Complete the following
[a] In the album article, what peak position did Synthesis reach on Cashbox magazine's Top 100 Albums chart?
[b] Duplicate the portion of the album article between "Synthesis is the" and "six-week run on the chart.", inclusive.
— BEGIN Passage given —
Studio album by the Cryan' Shames
- Released: 1968
- Genre: Sunshine Pop
- Label: Columbia
- Producer: Jim Golden

The Cryan' Shames chronology
| A Scratch in the Sky (1967) | Synthesis (1968) |  |

= Synthesis (The Cryan' Shames album) =

Synthesis is the third album by the Cryan' Shames and was released in 1968. It contains some lineup changes from their second album, A Scratch in the Sky. Drummer Dennis Conroy was replaced by Alan Dawson, and Jim Fairs moved on with Dave Carter on guitar.

== Chart performance ==

The album debuted on Billboard magazine's Top LP's chart in the issue dated February 15, 1969, peaking at No. 184 during a nine-week run on the chart. It debuted on Cashbox magazine's Top 100 Albums chart in the issue dated February 8, 1969, peaking at No. 83 during a six-week run on the chart.

==Critical reception==

In a retrospective review for Allmusic, Richie Unterberger said that the Cryan' Shames were "among the most versatile mainstream pop/rock groups of the late '60s. Versatile does not mean great, though, or especially interesting, and can also mean an absence of a solid identity." He found that while the album exhibited some strengths in the arrangements and vocal harmonies, its eclectic mix of styles makes the band come off like pop musicians toying with psychedelic and progressive elements in an attempt to seem more hip.
— END Passage given —
— BEGIN Listing —
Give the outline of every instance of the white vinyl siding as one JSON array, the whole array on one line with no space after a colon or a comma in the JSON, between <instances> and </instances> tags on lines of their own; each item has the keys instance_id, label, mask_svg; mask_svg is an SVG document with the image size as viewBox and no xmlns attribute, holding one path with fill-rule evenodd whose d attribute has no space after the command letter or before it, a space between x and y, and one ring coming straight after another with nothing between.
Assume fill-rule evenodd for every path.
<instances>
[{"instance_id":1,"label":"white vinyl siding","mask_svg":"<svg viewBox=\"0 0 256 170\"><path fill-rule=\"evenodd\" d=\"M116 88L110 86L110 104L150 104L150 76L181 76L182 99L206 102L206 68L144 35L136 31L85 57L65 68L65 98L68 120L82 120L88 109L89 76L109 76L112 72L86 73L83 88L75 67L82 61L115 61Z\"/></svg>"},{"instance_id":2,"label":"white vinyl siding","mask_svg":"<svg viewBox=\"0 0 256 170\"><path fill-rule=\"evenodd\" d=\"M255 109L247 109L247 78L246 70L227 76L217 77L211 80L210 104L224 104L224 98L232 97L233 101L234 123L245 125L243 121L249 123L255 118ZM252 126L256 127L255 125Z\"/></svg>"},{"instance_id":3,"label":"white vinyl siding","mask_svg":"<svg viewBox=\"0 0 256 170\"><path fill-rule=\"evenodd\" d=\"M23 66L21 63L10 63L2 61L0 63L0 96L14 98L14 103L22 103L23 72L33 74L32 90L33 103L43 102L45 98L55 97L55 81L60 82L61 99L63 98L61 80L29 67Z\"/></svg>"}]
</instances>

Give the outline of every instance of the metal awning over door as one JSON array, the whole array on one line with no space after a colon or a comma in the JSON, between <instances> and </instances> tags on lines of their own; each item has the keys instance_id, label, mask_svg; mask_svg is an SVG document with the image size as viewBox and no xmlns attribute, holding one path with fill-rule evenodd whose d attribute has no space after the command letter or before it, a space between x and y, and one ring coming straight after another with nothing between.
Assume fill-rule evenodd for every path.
— END Listing —
Answers
[a] No. 83

[b]
Synthesis is the third album by the Cryan' Shames and was released in 1968. It contains some lineup changes from their second album, A Scratch in the Sky. Drummer Dennis Conroy was replaced by Alan Dawson, and Jim Fairs moved on with Dave Carter on guitar.

== Chart performance ==

The album debuted on Billboard magazine's Top LP's chart in the issue dated February 15, 1969, peaking at No. 184 during a nine-week run on the chart. It debuted on Cashbox magazine's Top 100 Albums chart in the issue dated February 8, 1969, peaking at No. 83 during a six-week run on the chart.